● Quoted passage:

Pug wrote:
Bertster7 wrote:
You've missed the most important point.
Addressing the corruption within the system whereby American healthcare providers are paying US based suppliers as much as 7-8x what European healthcare providers pay the same US based suppliers for medical equipment and drugs.
In the US the wholesale price (to US based healthcare providers) of a particular pacemaker is $35000, European providers pay $5000 for the same product from the same supplier.
This is clearly the biggest problem with the system. Endemic and systemic corruption leading to inflated prices whilst a lot of the middle men become extremely rich off inflating the prices of essential services.
The price difference might be due to demand (yeah, cheap shot). Since this healthcare issue has come up I've heard about stories about having to come to the States for an operation or second opinion because of doctor's reluctance to commit to surgery.
Price difference due to demand?
We have these things, they're called global markets.....
The value due to demand will be the same (or at least similar) across the whole (1st) world.
If the savings are due to bulk purchasing discounts, then it just shows the huge fiscal advantages of having huge public systems which can make such immense savings on some of the biggest healthcare costs. Either way, the inflated cost of medical equipment and drugs in the US is a huge factor which is rarely mentioned.
Pug wrote:
Not altogether common situation, but I've heard at least a dozen stories - and it's Canada and Europe they are talking about.
So yeah, we're not ready to embrace it...but the elephant turns slowly, no?
Have you not realised yet that many of these stories are completely baseless nonsense? A bit like the much ridiculed article about how Stephen Hawking would've been denied treatment under the NHS
Some are true though (like the fact that women giving birth don't get driven to hospital in ambulances), but not the radical sounding ones (at least none that I've seen).

● Information shown:

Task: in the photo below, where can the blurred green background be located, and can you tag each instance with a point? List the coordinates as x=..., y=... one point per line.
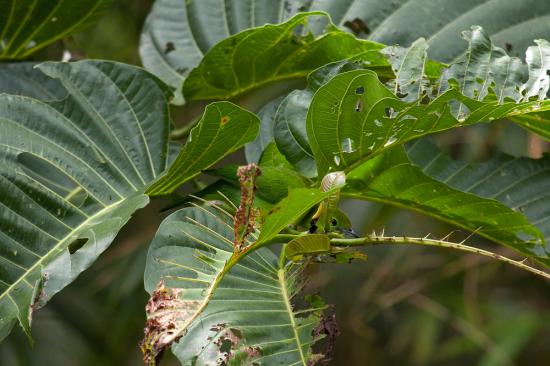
x=404, y=306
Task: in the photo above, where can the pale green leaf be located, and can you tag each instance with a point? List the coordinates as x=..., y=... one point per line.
x=27, y=26
x=392, y=179
x=519, y=183
x=73, y=171
x=289, y=210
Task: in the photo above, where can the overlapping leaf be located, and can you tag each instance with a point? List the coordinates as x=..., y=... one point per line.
x=72, y=173
x=223, y=128
x=27, y=26
x=246, y=318
x=353, y=117
x=519, y=183
x=259, y=56
x=177, y=35
x=393, y=179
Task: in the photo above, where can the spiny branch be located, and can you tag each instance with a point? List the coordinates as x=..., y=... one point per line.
x=425, y=241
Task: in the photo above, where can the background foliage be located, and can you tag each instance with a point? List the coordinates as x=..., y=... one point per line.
x=407, y=306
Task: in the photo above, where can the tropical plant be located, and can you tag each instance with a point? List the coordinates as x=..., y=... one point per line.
x=226, y=274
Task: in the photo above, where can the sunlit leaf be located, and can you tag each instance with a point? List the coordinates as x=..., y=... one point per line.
x=72, y=173
x=27, y=26
x=244, y=316
x=223, y=128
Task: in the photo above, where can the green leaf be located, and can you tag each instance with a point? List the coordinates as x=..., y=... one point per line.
x=254, y=149
x=273, y=183
x=222, y=129
x=177, y=34
x=27, y=26
x=274, y=53
x=290, y=132
x=73, y=171
x=519, y=183
x=271, y=156
x=353, y=117
x=249, y=310
x=289, y=210
x=392, y=179
x=307, y=245
x=24, y=78
x=408, y=66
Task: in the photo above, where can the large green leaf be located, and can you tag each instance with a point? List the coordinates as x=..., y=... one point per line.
x=391, y=178
x=519, y=183
x=223, y=128
x=353, y=116
x=72, y=173
x=27, y=26
x=24, y=78
x=177, y=34
x=244, y=316
x=259, y=56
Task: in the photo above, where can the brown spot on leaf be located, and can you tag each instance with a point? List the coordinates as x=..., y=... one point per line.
x=327, y=327
x=167, y=314
x=357, y=26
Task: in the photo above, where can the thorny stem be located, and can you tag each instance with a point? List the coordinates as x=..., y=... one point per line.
x=402, y=240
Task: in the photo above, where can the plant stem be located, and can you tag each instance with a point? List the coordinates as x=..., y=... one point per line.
x=402, y=240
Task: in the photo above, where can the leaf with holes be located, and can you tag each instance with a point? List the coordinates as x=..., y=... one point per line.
x=178, y=34
x=354, y=117
x=73, y=171
x=222, y=129
x=27, y=26
x=207, y=313
x=392, y=179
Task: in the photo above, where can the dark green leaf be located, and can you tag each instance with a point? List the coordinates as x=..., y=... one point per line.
x=289, y=210
x=256, y=57
x=222, y=129
x=273, y=183
x=72, y=174
x=27, y=26
x=519, y=183
x=307, y=245
x=392, y=179
x=249, y=310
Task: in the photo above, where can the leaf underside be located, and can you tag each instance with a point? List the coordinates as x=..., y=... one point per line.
x=73, y=171
x=248, y=317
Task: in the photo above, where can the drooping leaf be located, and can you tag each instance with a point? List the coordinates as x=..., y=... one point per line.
x=246, y=318
x=519, y=183
x=177, y=34
x=353, y=117
x=223, y=128
x=391, y=178
x=73, y=171
x=27, y=26
x=254, y=149
x=259, y=56
x=408, y=66
x=271, y=156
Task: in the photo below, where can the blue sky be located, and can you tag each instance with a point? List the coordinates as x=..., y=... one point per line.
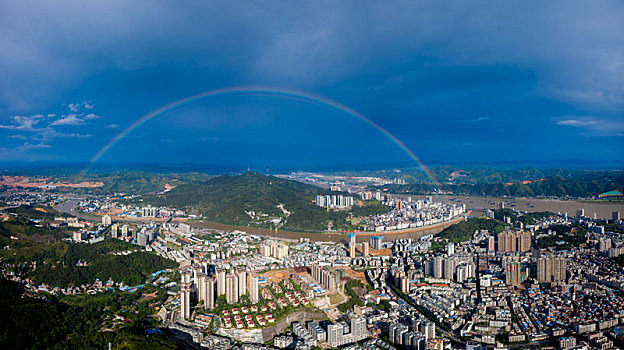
x=455, y=81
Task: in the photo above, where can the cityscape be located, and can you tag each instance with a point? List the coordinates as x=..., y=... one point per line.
x=312, y=175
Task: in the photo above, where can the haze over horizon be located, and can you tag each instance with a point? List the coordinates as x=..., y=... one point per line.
x=452, y=82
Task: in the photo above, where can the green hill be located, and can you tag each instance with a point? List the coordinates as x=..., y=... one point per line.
x=255, y=199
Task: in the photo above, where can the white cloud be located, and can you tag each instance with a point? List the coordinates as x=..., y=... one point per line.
x=28, y=146
x=577, y=122
x=75, y=119
x=70, y=119
x=25, y=123
x=594, y=126
x=475, y=120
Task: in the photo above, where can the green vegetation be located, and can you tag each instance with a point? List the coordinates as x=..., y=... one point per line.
x=229, y=199
x=27, y=323
x=353, y=297
x=57, y=263
x=564, y=237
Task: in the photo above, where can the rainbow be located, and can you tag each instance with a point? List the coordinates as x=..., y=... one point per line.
x=263, y=91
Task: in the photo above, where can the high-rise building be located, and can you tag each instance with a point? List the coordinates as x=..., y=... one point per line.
x=210, y=293
x=450, y=249
x=352, y=245
x=358, y=328
x=115, y=231
x=107, y=220
x=365, y=249
x=242, y=283
x=185, y=295
x=438, y=265
x=142, y=239
x=221, y=282
x=335, y=333
x=253, y=288
x=231, y=288
x=518, y=241
x=277, y=250
x=376, y=242
x=148, y=211
x=551, y=269
x=491, y=244
x=200, y=284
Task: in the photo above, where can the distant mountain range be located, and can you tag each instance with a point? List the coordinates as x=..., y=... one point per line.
x=581, y=186
x=256, y=199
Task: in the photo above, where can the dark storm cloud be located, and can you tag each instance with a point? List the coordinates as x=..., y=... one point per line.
x=424, y=70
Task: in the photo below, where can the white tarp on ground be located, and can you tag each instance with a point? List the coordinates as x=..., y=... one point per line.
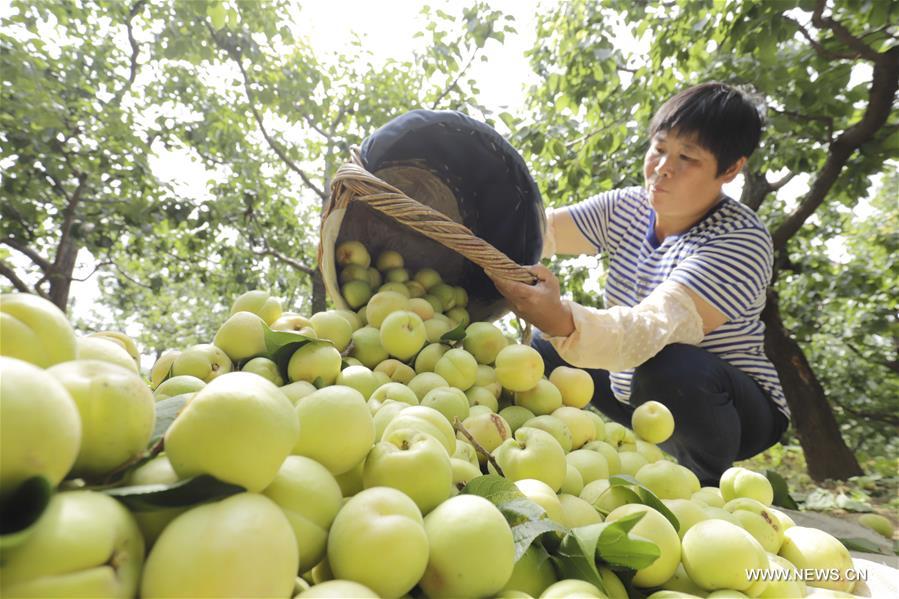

● Work to complete: Retype the whole forum exchange on healthcare prices word for word. The rows have nothing to do with the forum exchange.

● Problem solution:
Pug wrote:
Bertster7 wrote:
You've missed the most important point.
Addressing the corruption within the system whereby American healthcare providers are paying US based suppliers as much as 7-8x what European healthcare providers pay the same US based suppliers for medical equipment and drugs.
In the US the wholesale price (to US based healthcare providers) of a particular pacemaker is $35000, European providers pay $5000 for the same product from the same supplier.
This is clearly the biggest problem with the system. Endemic and systemic corruption leading to inflated prices whilst a lot of the middle men become extremely rich off inflating the prices of essential services.
The price difference might be due to demand (yeah, cheap shot). Since this healthcare issue has come up I've heard about stories about having to come to the States for an operation or second opinion because of doctor's reluctance to commit to surgery.
Price difference due to demand?
We have these things, they're called global markets.....
The value due to demand will be the same (or at least similar) across the whole (1st) world.
If the savings are due to bulk purchasing discounts, then it just shows the huge fiscal advantages of having huge public systems which can make such immense savings on some of the biggest healthcare costs. Either way, the inflated cost of medical equipment and drugs in the US is a huge factor which is rarely mentioned.
Pug wrote:
Not altogether common situation, but I've heard at least a dozen stories - and it's Canada and Europe they are talking about.
So yeah, we're not ready to embrace it...but the elephant turns slowly, no?
Have you not realised yet that many of these stories are completely baseless nonsense? A bit like the much ridiculed article about how Stephen Hawking would've been denied treatment under the NHS
Some are true though (like the fact that women giving birth don't get driven to hospital in ambulances), but not the radical sounding ones (at least none that I've seen).